SET TASK 1:
According to the ScyllaDB release notes, what are Bloom filters used for?
SET TASK 2:
List the factors that the ScyllaDB release notes describe as being in a tradeoff when Bloom filters are held in memory.
SET TASK 3:
Extend the ScyllaDB release notes beyond their final sentence.

SOURCE:
ScyllaDB Enterprise Release 2024.2.0 - more improvments

See ScyllaDB Enterprise Release 2024.2.0 for main release features.

Improvements

The following is a list of improvements and bug fixes included in the release, grouped by domain.

Bloom Filters

Bloom filters are used to determine which SStables do not contain a partition key, speeding up reads when SStables can be filtered out.

Since the Bloom filters are held in memory, and their size depends on the data (small partitions require larger Bloom filters), there is a tradeoff between allocated memory, and the risk of OOM and the filter efficiency. The following improvements were made to Bloom filters in this release:

  • To generate efficient Bloom filters, we estimate the number of partitions in the SStable we will produce. The estimation has been improved for data models where the partition keys dominate the on-disk size.#15726
  • When writing an SStable, we estimate how many partitions it will have in order to size the bloom filter correctly. A few bugs were corrected for this estimation with the Time Window Compaction Strategy. #15704.

[Region annotation rows]
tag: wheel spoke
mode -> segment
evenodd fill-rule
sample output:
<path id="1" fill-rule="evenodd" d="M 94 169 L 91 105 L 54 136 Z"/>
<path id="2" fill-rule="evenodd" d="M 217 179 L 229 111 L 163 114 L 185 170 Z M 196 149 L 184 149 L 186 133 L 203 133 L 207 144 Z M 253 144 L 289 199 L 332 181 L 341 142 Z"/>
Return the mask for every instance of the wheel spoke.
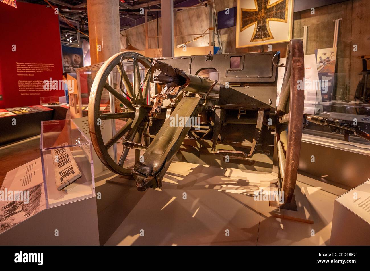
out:
<path id="1" fill-rule="evenodd" d="M 130 130 L 126 138 L 125 138 L 125 141 L 132 141 L 134 138 L 135 138 L 135 136 L 137 132 L 137 127 Z M 127 157 L 127 154 L 128 154 L 128 152 L 130 150 L 130 148 L 126 148 L 124 147 L 123 147 L 122 154 L 121 154 L 121 157 L 120 157 L 120 160 L 118 162 L 118 164 L 121 167 L 123 165 L 123 164 L 125 162 L 125 160 L 126 160 L 126 158 Z"/>
<path id="2" fill-rule="evenodd" d="M 132 120 L 131 119 L 127 121 L 123 127 L 121 128 L 117 133 L 113 136 L 113 137 L 111 138 L 109 141 L 105 144 L 105 147 L 107 148 L 107 149 L 113 146 L 118 139 L 123 136 L 123 135 L 127 132 L 127 131 L 131 128 L 131 124 L 132 123 Z"/>
<path id="3" fill-rule="evenodd" d="M 145 103 L 147 103 L 147 96 L 148 95 L 148 90 L 150 85 L 150 75 L 151 74 L 151 69 L 149 68 L 147 72 L 147 74 L 144 79 L 144 86 L 143 88 L 142 97 Z"/>
<path id="4" fill-rule="evenodd" d="M 126 158 L 127 157 L 127 154 L 128 154 L 128 151 L 130 150 L 129 148 L 124 148 L 123 151 L 122 151 L 122 154 L 121 155 L 120 157 L 120 160 L 118 161 L 118 165 L 121 167 L 123 166 L 123 163 L 125 162 Z"/>
<path id="5" fill-rule="evenodd" d="M 113 96 L 117 98 L 118 100 L 122 102 L 124 105 L 129 109 L 133 111 L 135 110 L 131 102 L 127 100 L 123 95 L 117 92 L 109 84 L 105 83 L 104 85 L 104 88 L 110 93 L 111 93 Z"/>
<path id="6" fill-rule="evenodd" d="M 120 71 L 120 73 L 121 75 L 121 77 L 122 78 L 122 82 L 123 83 L 124 85 L 125 86 L 125 88 L 126 89 L 126 91 L 127 92 L 127 94 L 128 96 L 131 98 L 132 97 L 132 86 L 131 85 L 131 83 L 128 79 L 127 74 L 126 73 L 126 71 L 123 68 L 123 66 L 122 68 L 121 68 L 119 65 L 117 65 L 117 66 L 118 67 L 118 70 Z"/>
<path id="7" fill-rule="evenodd" d="M 133 119 L 135 116 L 135 112 L 134 111 L 122 112 L 119 113 L 104 113 L 99 115 L 102 120 L 113 120 L 117 119 Z"/>
<path id="8" fill-rule="evenodd" d="M 136 59 L 134 59 L 134 92 L 135 93 L 134 100 L 135 101 L 141 99 L 141 98 L 140 98 L 140 96 L 142 96 L 142 94 L 141 94 L 140 81 L 139 62 Z"/>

WRITTEN REPLY 1:
They determine which SStables do not contain a partition key, which speeds up reads when SStables can be filtered out.

WRITTEN REPLY 2:
Allocated memory; the risk of OOM; filter efficiency.

WRITTEN REPLY 3:
  • For stability, we drop Bloom filters from memory if their total memory consumption is above the configured limit. #17747
  • Also for stability, a reclaimed Bloom filter is left on disk when the SSTable is deleted #18398
  • ScyllaDB drops Bloom filters when they use up too much space. It will now reload them when space is available again (for example due to compaction). #18186
  • ScyllaDB estimates a compaction’s partition count in order to correctly size the Bloom filter. It will now improve the estimate for garbage collection SStables. #18283

Stability and performance

Compaction Related

  • Compaction will now avoid garbage-collecting tombstones that potentially delete data in commitlog. This prevents data resurrection in the event that a node crashes and replays commitlog. This is rare since generally commitlog data is relatively fresh and tombstones that delete such data would not be garbage collected for other reasons. #14870
  • Major compaction will now merge also sstables that were streamed in by e.g. repair, repair-based node operations. Those sstables were wrongly ignored by major compaction, leading to #11915
  • Stability: save memory by making regular compaction tasks internal #16735
  • A possible crash in the REST API when stopping compaction on a keyspace was fixed. #16975
  • During shutdown, we now wait for compactions to complete when shutting down system tables to avoid updates to system.compaction_history from racing with its shutdown. #15721
  • A potential data resurrection problem when cleanup was performed as a side-effect of regular compaction was fixed. #17501 #17452.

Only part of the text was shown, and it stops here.